**Problem statement**
The whole listing below is to be output exactly, with no line skipped.
########################################
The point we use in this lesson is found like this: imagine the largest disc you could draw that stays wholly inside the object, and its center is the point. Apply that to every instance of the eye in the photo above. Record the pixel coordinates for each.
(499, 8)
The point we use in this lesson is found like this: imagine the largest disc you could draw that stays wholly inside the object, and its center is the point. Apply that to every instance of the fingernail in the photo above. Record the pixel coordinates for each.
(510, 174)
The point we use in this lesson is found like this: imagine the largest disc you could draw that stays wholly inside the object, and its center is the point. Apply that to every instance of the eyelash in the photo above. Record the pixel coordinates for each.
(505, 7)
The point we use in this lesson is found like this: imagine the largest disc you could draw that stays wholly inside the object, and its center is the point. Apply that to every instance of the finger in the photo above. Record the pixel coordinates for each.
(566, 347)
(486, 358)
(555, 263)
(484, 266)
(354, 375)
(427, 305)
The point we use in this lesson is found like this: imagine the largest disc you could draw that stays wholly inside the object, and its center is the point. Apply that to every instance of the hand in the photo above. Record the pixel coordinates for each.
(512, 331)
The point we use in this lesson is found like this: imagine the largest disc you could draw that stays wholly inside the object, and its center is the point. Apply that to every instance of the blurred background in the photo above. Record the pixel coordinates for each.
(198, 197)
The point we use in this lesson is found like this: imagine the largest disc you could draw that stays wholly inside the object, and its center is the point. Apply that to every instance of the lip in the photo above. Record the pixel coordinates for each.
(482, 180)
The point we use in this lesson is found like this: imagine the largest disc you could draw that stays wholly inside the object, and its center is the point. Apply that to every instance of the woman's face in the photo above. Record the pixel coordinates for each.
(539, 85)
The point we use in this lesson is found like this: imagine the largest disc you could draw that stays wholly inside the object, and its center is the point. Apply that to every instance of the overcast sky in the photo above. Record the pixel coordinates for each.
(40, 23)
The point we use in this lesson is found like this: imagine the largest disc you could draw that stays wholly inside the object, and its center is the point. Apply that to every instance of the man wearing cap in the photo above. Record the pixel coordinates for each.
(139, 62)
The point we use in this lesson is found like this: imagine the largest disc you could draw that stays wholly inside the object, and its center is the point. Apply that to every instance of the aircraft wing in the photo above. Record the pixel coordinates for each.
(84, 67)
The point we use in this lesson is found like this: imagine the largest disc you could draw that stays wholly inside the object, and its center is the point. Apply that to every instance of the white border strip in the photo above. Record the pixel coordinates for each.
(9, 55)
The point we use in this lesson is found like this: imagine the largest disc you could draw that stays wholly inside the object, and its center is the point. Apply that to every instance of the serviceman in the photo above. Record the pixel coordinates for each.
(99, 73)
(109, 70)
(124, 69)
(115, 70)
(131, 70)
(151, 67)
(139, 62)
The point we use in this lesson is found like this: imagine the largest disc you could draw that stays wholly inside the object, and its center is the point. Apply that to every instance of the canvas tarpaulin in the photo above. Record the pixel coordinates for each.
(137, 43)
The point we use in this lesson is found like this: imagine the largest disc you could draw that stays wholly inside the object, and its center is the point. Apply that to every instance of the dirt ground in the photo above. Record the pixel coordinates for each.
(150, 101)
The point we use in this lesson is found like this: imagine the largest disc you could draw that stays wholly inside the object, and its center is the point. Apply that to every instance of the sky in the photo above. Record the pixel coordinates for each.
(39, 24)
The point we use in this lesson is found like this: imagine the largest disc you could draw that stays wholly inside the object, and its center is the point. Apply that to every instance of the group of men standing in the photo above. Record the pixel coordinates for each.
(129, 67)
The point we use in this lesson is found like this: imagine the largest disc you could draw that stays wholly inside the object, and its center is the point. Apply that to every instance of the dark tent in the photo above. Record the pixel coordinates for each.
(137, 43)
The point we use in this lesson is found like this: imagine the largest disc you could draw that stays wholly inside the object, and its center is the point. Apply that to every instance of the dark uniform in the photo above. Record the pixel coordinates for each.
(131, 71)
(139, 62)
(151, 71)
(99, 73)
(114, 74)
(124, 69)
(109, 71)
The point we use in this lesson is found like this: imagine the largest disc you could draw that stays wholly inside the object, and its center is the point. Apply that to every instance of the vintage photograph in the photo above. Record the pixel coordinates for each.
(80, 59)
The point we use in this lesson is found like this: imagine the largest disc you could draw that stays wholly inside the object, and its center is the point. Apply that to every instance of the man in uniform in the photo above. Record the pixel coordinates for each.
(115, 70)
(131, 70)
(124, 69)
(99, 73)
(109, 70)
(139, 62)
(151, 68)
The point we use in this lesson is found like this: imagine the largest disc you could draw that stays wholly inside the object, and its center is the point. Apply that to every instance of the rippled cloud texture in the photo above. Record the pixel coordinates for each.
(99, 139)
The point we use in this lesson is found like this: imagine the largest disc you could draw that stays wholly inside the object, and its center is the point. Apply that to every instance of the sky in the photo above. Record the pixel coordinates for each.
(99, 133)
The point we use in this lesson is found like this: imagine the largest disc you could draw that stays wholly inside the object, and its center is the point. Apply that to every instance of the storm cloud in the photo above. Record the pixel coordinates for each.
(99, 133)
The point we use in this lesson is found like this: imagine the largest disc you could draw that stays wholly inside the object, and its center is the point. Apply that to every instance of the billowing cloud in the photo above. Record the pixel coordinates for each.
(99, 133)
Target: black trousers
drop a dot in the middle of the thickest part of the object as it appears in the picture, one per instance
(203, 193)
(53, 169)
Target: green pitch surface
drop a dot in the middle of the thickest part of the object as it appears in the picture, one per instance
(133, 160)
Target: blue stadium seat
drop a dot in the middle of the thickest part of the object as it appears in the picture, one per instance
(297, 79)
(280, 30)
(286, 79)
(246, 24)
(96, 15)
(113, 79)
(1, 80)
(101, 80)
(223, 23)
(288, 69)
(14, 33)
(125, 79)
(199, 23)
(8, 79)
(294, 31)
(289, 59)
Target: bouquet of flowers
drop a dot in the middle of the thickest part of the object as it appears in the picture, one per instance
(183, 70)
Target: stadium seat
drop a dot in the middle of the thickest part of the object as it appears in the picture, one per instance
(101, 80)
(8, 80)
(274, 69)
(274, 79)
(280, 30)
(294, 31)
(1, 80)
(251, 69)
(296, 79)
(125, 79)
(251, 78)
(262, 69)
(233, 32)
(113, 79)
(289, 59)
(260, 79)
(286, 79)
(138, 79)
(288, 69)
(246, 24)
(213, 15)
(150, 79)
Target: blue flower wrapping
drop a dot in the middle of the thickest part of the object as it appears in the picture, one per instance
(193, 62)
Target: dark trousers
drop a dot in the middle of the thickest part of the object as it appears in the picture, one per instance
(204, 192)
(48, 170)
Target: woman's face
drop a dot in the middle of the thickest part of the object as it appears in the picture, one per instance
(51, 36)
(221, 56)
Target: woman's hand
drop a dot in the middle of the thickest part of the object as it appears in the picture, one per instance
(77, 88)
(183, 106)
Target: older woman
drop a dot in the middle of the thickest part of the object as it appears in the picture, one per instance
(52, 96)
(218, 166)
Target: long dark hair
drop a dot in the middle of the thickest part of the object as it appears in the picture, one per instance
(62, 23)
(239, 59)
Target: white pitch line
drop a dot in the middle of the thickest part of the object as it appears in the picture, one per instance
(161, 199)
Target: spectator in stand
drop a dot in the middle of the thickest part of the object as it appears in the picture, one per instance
########################################
**Output for this exercise**
The point we use in this lesson is found like this: imagine the largest disc you could draw that stays wholly inside the object, and its center is the point. Apply that to every instance of the eye in the photo above. Record the pixel coordinates for each.
(499, 8)
The point we use in this lesson is found like this: imagine the largest disc you could draw that stays wholly inside the object, and its center is the point. Apply that to every instance of the fingernail in the photo above. Record the pixel coordinates for each.
(510, 174)
The point we use in this lesson is found like this: imagine the largest disc you could draw that stays wholly inside the object, and its center is the point. Apply that to every instance of the eyelash in the photo above. Record the pixel coordinates for each.
(505, 7)
The point we use in this lesson is found like this: imagine the largest disc you could draw that stays wholly inside the object, and its center is the point. Apply that to every instance of the finger in the photo above. Record the pixel coordinates for each.
(566, 347)
(486, 358)
(555, 263)
(484, 266)
(354, 375)
(427, 305)
The point we use in this lesson is found like this: imagine the largest disc you could draw that stays wholly inside the object, and its center is the point. Apply that to every instance of the hand in the photo above. Record the pixel coordinates for each.
(512, 331)
The point we use in this lesson is found like this: imagine the largest disc you could draw that stays wholly inside the object, and its center is the point. Apply that to every instance of the blurred background in the photo above. Record the pixel coordinates for each.
(198, 197)
The point we use in this lesson is found like this: imagine the largest disc you could draw that stays wholly inside the object, and its center is the point. Apply that to every instance of the lip in the photo above. Record the pixel coordinates for each.
(482, 180)
The point we use in this lesson is found like this: imagine the largest disc you could draw that stays wholly inside the object, and its center is the point. Apply that to every instance of the woman's face in the photo above. Record the pixel coordinates for each.
(539, 85)
The point we use in this lesson is found like this: imagine the largest disc you could draw that stays wholly inside the object, and its center is the point. Apply that to every instance of the overcast sky in the photo above. Record the pixel coordinates for each.
(40, 23)
The point we use in this lesson is found like this: imagine the largest disc you could draw that stays wholly inside the object, and its center is the point. Apply that to every instance of the man wearing cap in the photo above. Record the pixel coordinates for each.
(139, 62)
The point we use in this lesson is found like this: imagine the largest disc you could draw that stays wholly inside the object, and its center is the point. Apply that to every instance of the aircraft wing in the photo above. Record the pixel coordinates for each.
(84, 67)
The point we use in this lesson is found like this: imagine the largest disc you could draw that stays wholly inside the object, and its center is the point. Apply that to every instance of the white border strip in the photo above. Record the pixel coordinates for each.
(9, 55)
The point we use in this lesson is found like this: imagine the largest disc you could draw that stays wholly inside the object, and its center is the point. Apply that to every instance of the serviceman in the photo above. Record the pixel coordinates for each.
(99, 73)
(109, 70)
(124, 69)
(115, 70)
(131, 70)
(151, 67)
(139, 62)
The point we use in this lesson is found like this: imagine the largest disc you could draw that stays wholly inside the object, and its center is the point. Apply that to every instance of the canvas tarpaulin in the photo above. Record the pixel coordinates for each.
(137, 43)
The point we use in this lesson is found like this: imagine the largest disc you could draw that stays wholly inside the object, and its center is the point. Apply that to every instance of the dirt ground in the photo above. Record the pixel coordinates for each.
(150, 101)
The point we use in this lesson is found like this: imagine the largest disc you could draw that stays wholly inside the object, and its center is the point. Apply that to every instance of the sky in the photo above. Record the pixel coordinates for each.
(39, 24)
The point we use in this lesson is found like this: imagine the largest disc you could draw that stays wholly inside the object, and its center is the point. Apply that to every instance of the group of men standing in the photo above. Record the pixel coordinates for each.
(129, 67)
The point we use in this lesson is found like this: imagine the largest disc you could draw that stays wholly inside the object, and its center is the point. Apply that to every instance of the dark tent in the photo above. Record the pixel coordinates for each.
(137, 43)
The point we use in this lesson is found like this: imagine the largest disc you could draw that stays wholly inside the object, and its center is the point. Apply that to every instance of the dark uniform in the photo above. Record the pixel coordinates for each.
(131, 71)
(139, 62)
(151, 71)
(99, 73)
(114, 74)
(124, 69)
(109, 71)
The point we use in this lesson is found like this: imagine the largest disc you could draw that stays wholly inside the object, and its center is the point. Apply that to every instance of the vintage photograph in the photo above. Record the pixel coordinates for each.
(80, 59)
The point we use in this lesson is found like this: imagine the largest disc you could draw that stays wholly inside the object, and its center is the point. Apply that to every instance of the man in uniform in the photo above. Record the pixel coordinates for each.
(115, 70)
(131, 70)
(124, 69)
(99, 73)
(109, 70)
(139, 62)
(151, 68)
The point we use in this lesson is found like this: imagine the largest disc you could draw that stays wholly inside the object, and its center is the point. Apply that to every instance of the rippled cloud texture in the photo above. Record the pixel coordinates for each.
(99, 139)
The point we use in this lesson is found like this: imagine the largest disc you could draw that stays wholly inside the object, and its center is the point. Apply that to every instance of the sky in the photo above. Record the pixel coordinates for each.
(99, 133)
The point we use in this lesson is found like this: imagine the largest disc you could draw that stays wholly inside the object, and its center is the point. Apply that to every instance of the storm cloud in the photo above. Record the pixel coordinates for each.
(99, 133)
The point we use in this lesson is found like this: imagine the largest disc you could draw that stays wholly inside the object, and its center is the point. Apply that to every instance of the billowing cloud in the photo above. Record the pixel coordinates for each.
(99, 133)
Target: black trousers
drop a dot in the middle of the thickest part of the object as it appears in the picture, one per instance
(203, 193)
(53, 169)
Target: green pitch surface
drop a dot in the middle of the thickest part of the object as it appears in the picture, one per instance
(133, 160)
Target: blue stadium seat
drop a dot in the middle of the thickest part of the object as it appears in the picture, one per instance
(297, 79)
(280, 30)
(286, 79)
(246, 24)
(96, 15)
(113, 79)
(1, 80)
(101, 80)
(223, 23)
(288, 69)
(14, 33)
(125, 79)
(199, 23)
(8, 79)
(294, 31)
(289, 59)
Target: bouquet of flowers
drop a dot in the middle of the thickest part of the object as it appears in the picture, one per instance
(183, 70)
Target: stadium seat
drop a dot in the middle of the thickest part of the object as it appears in the picture, one per instance
(101, 80)
(8, 80)
(274, 69)
(274, 79)
(280, 30)
(294, 31)
(1, 80)
(251, 69)
(296, 79)
(125, 79)
(251, 78)
(262, 69)
(233, 32)
(113, 79)
(289, 59)
(260, 79)
(286, 79)
(138, 79)
(288, 69)
(246, 24)
(213, 15)
(150, 79)
Target: blue flower wrapping
drop a dot in the middle of the thickest part of the object as it appears in the picture, one per instance
(193, 62)
Target: dark trousers
drop a dot in the middle of the thickest part of the object as it appears in the picture, one per instance
(204, 192)
(48, 170)
Target: woman's face
drop a dot in the middle of the thickest part of the object as it appears in the picture, one per instance
(51, 36)
(221, 56)
Target: woman's hand
drop a dot in the middle of the thickest part of the object as it appears in the picture, one per instance
(77, 88)
(183, 106)
Target: older woman
drop a dot in the middle of the thickest part of the object as it appears in the picture, one per instance
(52, 96)
(218, 166)
Target: long dark hair
drop a dot in the middle of the thickest part of the object as it appears in the picture, one per instance
(62, 23)
(239, 59)
Target: white pitch line
drop a dot in the middle of the thickest part of the object as it appears in the picture, one per instance
(161, 199)
Target: spectator in stand
drop a dot in the middle of the thickest part of the object as it appears in the picture, one per instance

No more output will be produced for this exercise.